WORK INSTRUCTIONS: In the material, take the lines from the one with "Given the photo above, tell me whether any black microphone" up to and including the one with "324;188;400;276". Write out only those lines, changing "handle" to "grip" and leaving everything else as it is.

DATA LINES:

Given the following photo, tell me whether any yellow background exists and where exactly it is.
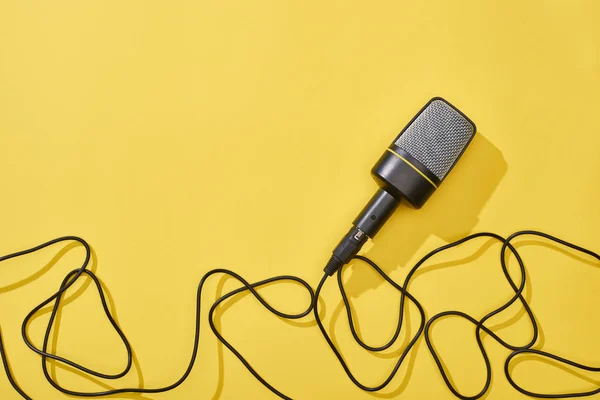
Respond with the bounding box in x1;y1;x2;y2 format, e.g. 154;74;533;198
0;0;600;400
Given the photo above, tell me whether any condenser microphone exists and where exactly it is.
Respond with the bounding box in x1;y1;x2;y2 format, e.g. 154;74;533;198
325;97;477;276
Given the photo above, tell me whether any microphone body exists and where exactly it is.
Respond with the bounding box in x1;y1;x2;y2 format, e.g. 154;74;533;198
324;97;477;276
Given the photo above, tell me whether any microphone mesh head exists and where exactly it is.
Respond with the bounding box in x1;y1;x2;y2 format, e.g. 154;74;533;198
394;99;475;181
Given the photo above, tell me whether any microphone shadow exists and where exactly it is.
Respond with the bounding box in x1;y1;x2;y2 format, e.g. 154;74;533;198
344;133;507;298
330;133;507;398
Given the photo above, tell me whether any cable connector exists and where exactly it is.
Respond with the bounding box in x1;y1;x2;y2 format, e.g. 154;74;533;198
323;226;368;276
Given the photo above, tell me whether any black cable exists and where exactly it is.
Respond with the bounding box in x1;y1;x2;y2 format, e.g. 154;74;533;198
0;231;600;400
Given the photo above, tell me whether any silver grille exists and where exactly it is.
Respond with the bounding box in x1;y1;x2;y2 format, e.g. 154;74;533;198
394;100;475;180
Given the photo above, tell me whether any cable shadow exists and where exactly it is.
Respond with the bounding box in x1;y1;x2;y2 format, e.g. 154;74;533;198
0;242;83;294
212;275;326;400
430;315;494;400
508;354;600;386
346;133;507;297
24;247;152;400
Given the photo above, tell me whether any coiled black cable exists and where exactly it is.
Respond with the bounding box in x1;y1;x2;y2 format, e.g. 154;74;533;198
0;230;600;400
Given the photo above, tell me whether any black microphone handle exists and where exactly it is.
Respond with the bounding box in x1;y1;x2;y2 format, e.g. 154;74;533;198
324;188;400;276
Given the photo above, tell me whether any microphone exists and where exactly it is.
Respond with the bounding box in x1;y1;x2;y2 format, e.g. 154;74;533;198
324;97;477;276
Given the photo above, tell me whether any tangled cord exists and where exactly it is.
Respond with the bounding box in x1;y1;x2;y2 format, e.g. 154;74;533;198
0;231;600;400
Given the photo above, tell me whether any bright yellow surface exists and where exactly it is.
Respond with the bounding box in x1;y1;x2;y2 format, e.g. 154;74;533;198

* * *

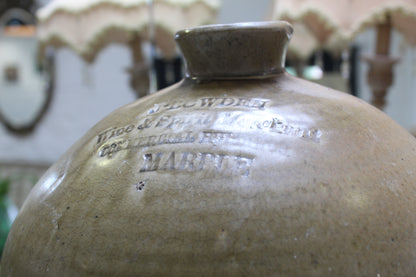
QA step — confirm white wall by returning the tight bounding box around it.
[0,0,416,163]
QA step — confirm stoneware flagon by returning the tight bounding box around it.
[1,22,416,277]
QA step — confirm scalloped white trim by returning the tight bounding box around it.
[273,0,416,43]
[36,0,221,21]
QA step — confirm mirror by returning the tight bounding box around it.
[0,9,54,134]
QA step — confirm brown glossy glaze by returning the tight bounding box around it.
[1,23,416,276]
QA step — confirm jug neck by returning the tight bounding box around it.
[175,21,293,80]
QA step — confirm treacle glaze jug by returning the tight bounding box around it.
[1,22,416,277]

...

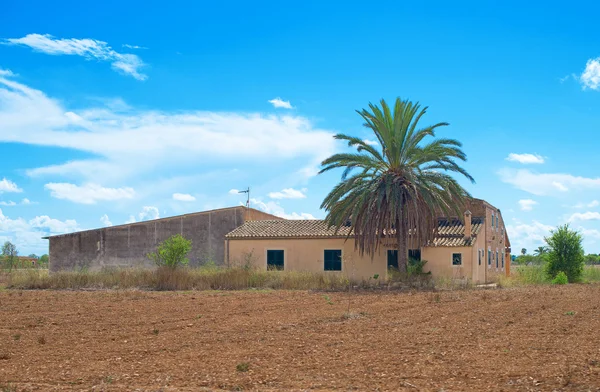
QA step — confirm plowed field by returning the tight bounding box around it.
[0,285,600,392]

REPLY:
Given the photo above, tell me whether any black microphone grip exists and where exactly it is.
Respond with the bounding box in x1;y1;x2;y2 format, e.g. 154;74;533;198
324;188;400;276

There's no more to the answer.